- SET TASK
Could you extract the full santaR_auto_fit reference word for word, reproducing every line of it unchanged?

- DOCUMENT SEGMENT

Automate all steps of santaR fitting, Confidence bands estimation and p-values calculation for one or multiple variables

santaR_auto_fit encompasses all the analytical steps for the detection of significantly altered time trajectories (input data preparation: get_ind_time_matrix, establishing group membership: get_grouping, spline modelling of individual and group time evolutions: santaR_fit, computation of group mean curve confidence bands: santaR_CBand, identification of significantly altered time trajectories: santaR_pvalue_dist and/or santaR_pvalue_fit). As santaR is an univariate approach, multiple variables can be processed independently, which santaR_auto_fit can execute in parallel over multiple CPU cores.

Usage

santaR_auto_fit(
  inputData,
  ind,
  time,
  group = NA,
  df,
  ncores = 0,
  CBand = TRUE,
  pval.dist = TRUE,
  pval.fit = FALSE,
  nBoot = 1000,
  alpha = 0.05,
  nPerm = 1000,
  nStep = 5000,
  alphaPval = 0.05,
  forceParIndTimeMat = FALSE
)

Records of labeled boxes:
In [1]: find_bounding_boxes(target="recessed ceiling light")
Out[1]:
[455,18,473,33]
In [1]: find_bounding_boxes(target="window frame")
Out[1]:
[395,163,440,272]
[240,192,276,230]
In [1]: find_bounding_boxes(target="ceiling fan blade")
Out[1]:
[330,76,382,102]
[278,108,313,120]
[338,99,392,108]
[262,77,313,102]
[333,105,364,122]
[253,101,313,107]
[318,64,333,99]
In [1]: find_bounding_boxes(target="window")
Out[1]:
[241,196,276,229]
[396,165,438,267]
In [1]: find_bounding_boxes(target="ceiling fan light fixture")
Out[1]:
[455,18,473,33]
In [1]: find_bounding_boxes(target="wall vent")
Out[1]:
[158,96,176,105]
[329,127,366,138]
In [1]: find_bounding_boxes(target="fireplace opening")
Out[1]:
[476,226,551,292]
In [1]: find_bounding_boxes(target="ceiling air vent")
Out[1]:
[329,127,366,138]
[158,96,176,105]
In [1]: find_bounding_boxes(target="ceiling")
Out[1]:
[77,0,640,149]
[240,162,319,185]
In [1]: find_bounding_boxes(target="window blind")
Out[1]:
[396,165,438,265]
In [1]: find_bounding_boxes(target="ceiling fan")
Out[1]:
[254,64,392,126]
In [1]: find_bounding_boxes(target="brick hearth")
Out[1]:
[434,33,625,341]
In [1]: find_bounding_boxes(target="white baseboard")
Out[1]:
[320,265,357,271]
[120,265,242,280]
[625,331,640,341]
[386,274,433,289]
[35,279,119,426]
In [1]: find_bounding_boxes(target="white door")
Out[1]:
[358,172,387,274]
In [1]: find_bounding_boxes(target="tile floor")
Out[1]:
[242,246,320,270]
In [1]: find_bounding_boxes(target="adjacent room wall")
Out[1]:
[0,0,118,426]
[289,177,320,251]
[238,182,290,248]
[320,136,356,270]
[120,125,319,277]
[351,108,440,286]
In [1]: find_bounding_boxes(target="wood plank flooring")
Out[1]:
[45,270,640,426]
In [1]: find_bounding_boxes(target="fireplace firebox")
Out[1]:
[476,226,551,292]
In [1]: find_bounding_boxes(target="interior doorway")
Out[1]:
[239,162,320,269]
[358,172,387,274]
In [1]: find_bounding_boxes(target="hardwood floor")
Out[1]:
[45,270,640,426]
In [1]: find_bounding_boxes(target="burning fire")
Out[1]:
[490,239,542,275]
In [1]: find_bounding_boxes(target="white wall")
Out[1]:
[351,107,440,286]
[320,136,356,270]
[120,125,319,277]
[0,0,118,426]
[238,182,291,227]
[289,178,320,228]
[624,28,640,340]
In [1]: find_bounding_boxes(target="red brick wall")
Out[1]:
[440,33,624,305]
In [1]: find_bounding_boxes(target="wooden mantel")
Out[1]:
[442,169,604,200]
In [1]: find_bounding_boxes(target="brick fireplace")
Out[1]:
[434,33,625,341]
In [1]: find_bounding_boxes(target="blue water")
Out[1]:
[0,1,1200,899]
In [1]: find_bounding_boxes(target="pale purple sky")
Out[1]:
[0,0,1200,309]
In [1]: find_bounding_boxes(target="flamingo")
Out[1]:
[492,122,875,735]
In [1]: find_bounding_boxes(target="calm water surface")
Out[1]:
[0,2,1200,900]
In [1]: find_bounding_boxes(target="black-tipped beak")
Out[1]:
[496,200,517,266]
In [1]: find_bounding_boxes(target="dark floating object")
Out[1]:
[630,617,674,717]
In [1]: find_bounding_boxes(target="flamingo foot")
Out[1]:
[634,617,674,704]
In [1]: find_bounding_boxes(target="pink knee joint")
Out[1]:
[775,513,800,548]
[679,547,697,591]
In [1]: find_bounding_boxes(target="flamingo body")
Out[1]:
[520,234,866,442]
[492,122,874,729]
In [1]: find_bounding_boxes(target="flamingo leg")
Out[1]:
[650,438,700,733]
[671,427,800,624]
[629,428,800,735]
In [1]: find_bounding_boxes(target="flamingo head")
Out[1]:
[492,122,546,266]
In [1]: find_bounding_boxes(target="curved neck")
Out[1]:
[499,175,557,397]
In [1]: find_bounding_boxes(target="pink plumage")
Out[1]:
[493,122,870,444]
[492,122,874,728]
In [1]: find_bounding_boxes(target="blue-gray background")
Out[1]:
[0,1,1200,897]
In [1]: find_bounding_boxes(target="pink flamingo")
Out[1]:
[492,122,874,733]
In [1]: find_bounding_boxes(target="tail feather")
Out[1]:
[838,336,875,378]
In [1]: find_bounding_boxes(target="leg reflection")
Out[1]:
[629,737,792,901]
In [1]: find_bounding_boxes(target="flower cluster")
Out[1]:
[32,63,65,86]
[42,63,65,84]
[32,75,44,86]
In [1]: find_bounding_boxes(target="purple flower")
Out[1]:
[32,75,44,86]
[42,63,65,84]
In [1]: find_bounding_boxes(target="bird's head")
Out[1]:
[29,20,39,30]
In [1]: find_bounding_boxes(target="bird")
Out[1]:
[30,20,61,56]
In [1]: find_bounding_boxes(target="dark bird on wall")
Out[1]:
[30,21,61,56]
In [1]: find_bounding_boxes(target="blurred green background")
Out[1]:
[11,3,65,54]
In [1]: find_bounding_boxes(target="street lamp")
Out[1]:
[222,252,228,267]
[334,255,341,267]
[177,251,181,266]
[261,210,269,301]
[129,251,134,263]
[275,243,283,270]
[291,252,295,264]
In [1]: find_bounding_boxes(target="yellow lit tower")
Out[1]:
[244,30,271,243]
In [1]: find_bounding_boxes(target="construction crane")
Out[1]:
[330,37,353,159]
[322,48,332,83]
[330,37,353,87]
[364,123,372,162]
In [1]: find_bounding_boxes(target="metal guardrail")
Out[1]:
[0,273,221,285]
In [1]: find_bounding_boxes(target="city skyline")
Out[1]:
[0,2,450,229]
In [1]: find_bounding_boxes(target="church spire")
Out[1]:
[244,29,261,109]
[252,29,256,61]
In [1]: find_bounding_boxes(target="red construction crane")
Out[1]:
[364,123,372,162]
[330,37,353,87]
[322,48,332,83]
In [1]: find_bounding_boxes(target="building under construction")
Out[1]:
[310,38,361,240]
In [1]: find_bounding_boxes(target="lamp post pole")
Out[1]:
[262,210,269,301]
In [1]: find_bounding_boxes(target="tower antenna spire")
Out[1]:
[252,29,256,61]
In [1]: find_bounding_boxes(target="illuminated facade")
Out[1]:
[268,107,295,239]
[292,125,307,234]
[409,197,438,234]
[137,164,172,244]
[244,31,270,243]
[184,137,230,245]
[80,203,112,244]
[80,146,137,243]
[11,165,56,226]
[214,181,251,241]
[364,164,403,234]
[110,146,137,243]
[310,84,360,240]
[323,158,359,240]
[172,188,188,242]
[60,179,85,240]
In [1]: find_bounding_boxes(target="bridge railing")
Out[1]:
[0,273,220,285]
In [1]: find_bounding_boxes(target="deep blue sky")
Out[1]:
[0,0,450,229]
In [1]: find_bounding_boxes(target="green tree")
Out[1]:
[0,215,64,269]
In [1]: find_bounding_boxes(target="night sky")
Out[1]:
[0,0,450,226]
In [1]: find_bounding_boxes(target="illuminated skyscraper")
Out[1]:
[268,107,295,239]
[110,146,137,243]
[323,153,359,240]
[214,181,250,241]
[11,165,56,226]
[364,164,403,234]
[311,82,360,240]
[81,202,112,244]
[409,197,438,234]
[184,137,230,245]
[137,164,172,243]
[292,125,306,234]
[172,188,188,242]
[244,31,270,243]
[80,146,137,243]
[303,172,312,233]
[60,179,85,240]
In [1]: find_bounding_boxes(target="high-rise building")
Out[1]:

- SOLUTION TO THE EXERCISE
Automate all steps of santaR fitting, Confidence bands estimation and p-values calculation for one or multiple variables

santaR_auto_fit encompasses all the analytical steps for the detection of significantly altered time trajectories (input data preparation: get_ind_time_matrix, establishing group membership: get_grouping, spline modelling of individual and group time evolutions: santaR_fit, computation of group mean curve confidence bands: santaR_CBand, identification of significantly altered time trajectories: santaR_pvalue_dist and/or santaR_pvalue_fit). As santaR is an univariate approach, multiple variables can be processed independently, which santaR_auto_fit can execute in parallel over multiple CPU cores.

Usage

santaR_auto_fit(
  inputData,
  ind,
  time,
  group = NA,
  df,
  ncores = 0,
  CBand = TRUE,
  pval.dist = TRUE,
  pval.fit = FALSE,
  nBoot = 1000,
  alpha = 0.05,
  nPerm = 1000,
  nStep = 5000,
  alphaPval = 0.05,
  forceParIndTimeMat = FALSE
)